(Images for object localization)
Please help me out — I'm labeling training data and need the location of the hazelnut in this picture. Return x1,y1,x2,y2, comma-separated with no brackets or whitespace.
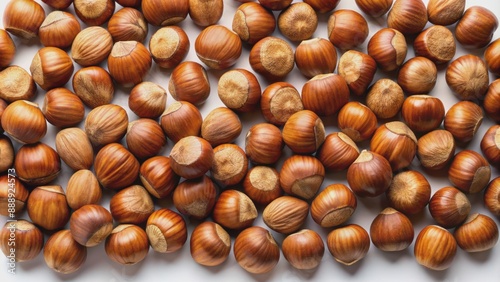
2,100,46,144
414,25,456,64
44,230,87,274
108,41,152,86
160,101,202,143
282,229,324,270
280,155,325,200
14,142,61,186
485,39,500,77
85,104,129,147
258,0,292,10
30,47,74,91
42,88,85,128
142,0,189,26
0,220,43,262
387,0,428,35
110,185,154,224
456,6,498,49
429,187,471,228
66,170,102,210
0,66,36,102
129,81,167,119
311,183,357,228
233,226,280,274
260,82,303,126
105,224,149,265
249,36,295,81
446,55,489,100
39,11,81,49
282,110,325,154
0,174,28,216
484,79,500,123
347,150,393,197
327,9,369,50
42,0,73,10
217,69,261,112
189,0,223,27
355,0,392,17
55,127,94,171
213,189,257,230
337,50,377,96
427,0,465,26
327,224,370,265
337,101,377,142
417,129,455,170
454,213,499,253
170,136,213,179
245,123,283,165
168,61,210,105
243,166,282,206
444,101,483,143
481,125,500,167
301,74,350,117
232,2,276,45
484,177,500,216
27,185,69,231
401,95,445,133
94,143,140,190
146,208,187,253
303,0,340,13
263,196,309,234
201,107,242,147
3,0,45,40
172,176,217,220
108,7,148,42
278,2,318,42
74,0,115,26
71,27,113,67
366,79,405,119
368,28,407,72
149,26,190,69
370,207,414,252
211,144,248,187
414,225,457,271
386,170,431,215
190,221,231,266
140,156,180,199
72,66,115,108
317,132,360,172
126,119,166,160
398,57,437,95
449,150,491,194
371,122,417,171
295,38,337,79
195,25,241,70
69,204,113,247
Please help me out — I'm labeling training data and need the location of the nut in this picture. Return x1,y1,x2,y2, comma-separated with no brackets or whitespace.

## [EXERCISE REQUIREMENTS]
Where an entry holds an image, drop the image and copy the remaining text exactly.

## [RESPONSE BOX]
Please help me out — I'm labeling training data and need the location of the hazelnut in this picture. Return x1,y1,x2,y2, comma-separated with no brackets or whitespace.
2,100,46,144
414,25,456,64
44,230,87,274
108,41,152,86
160,101,202,143
282,229,324,270
280,155,325,200
14,142,61,186
485,39,500,77
85,104,129,147
258,0,292,10
30,47,74,91
42,88,85,128
142,0,189,26
0,220,43,262
387,0,428,35
110,185,154,224
456,6,498,49
429,187,471,228
66,170,102,210
0,66,36,102
129,81,167,119
311,183,357,228
233,226,280,274
260,82,303,126
105,224,149,265
249,36,295,81
446,55,489,100
39,11,81,49
282,110,325,154
0,174,28,216
484,79,500,123
347,150,393,197
327,9,369,50
42,0,73,10
217,69,261,112
189,0,223,27
355,0,392,17
55,127,94,171
213,189,257,230
337,50,377,96
427,0,465,26
327,224,370,265
337,101,377,142
417,129,455,170
454,213,499,253
170,136,213,179
245,123,283,165
168,61,210,105
243,166,282,206
444,101,483,143
481,125,500,167
301,74,350,117
232,2,276,45
484,177,500,216
27,185,69,231
401,95,445,133
94,143,140,190
146,208,187,253
303,0,340,13
263,196,309,234
201,107,242,147
3,0,45,40
172,176,217,220
108,7,148,42
278,2,318,42
74,0,115,26
71,27,113,67
366,79,405,119
368,28,407,72
149,26,190,69
370,207,414,252
211,144,248,187
414,225,457,271
386,170,431,215
190,221,231,266
140,156,180,199
72,66,115,108
317,132,360,172
126,119,166,160
398,57,437,95
449,150,491,194
371,122,417,171
295,38,337,79
195,25,241,70
69,204,113,247
Please help me out — I'm labeling training data and need the location of the nut in this picture. Return x1,y1,x2,y2, comma-separated with no brackets or whitespace.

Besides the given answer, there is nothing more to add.